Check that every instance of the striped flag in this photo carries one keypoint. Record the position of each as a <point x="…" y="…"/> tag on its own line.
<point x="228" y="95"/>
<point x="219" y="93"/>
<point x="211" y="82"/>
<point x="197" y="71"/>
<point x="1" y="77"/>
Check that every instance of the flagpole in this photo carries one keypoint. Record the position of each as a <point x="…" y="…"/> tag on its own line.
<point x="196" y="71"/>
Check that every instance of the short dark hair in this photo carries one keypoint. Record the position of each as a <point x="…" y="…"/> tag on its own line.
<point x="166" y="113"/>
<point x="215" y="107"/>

■ ■ ■ ■

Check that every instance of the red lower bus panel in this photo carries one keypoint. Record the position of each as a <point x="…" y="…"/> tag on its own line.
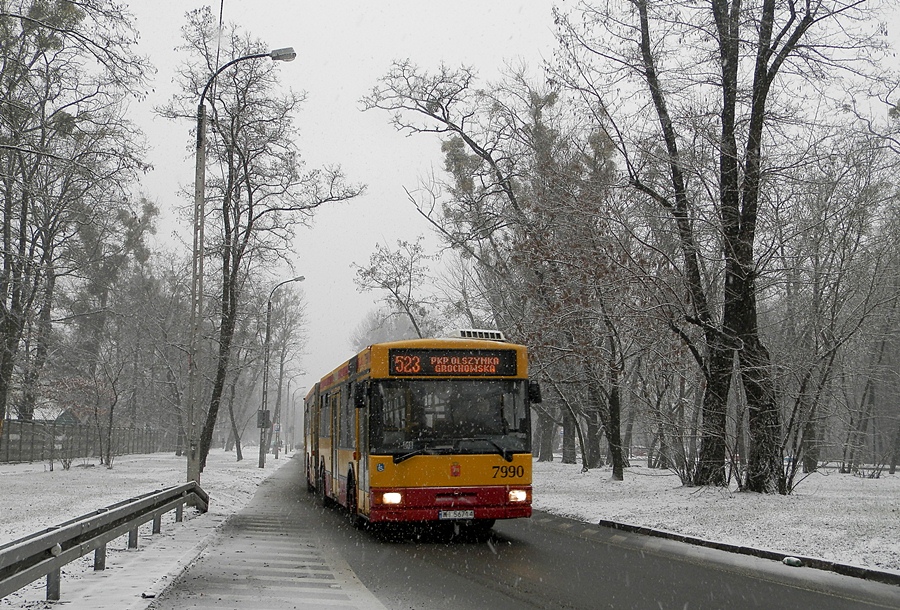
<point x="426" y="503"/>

■ ■ ■ ■

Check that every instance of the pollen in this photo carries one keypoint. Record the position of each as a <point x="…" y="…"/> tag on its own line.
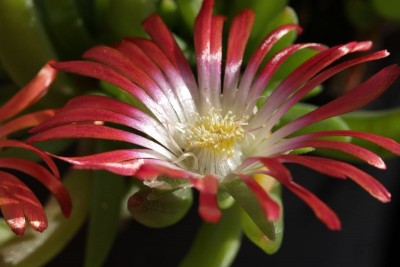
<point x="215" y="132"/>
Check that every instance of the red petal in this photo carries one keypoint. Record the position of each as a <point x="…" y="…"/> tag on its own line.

■ ■ ■ ■

Repeat, without pictures, exactly the lines of the data above from the one containing "Check that every instance of the pollen" through the one containing "Check that every instance of the red petal", including both and adding nothing.

PROBLEM SOLUTION
Check that every instance of the pollen in this photo carries one keypoint. Record the position of each as a <point x="…" y="…"/> tag on its own line.
<point x="215" y="132"/>
Check that every instance of the red petal in this photo carries one keypoint. Record the position of each as a <point x="…" y="…"/> tag on its own line.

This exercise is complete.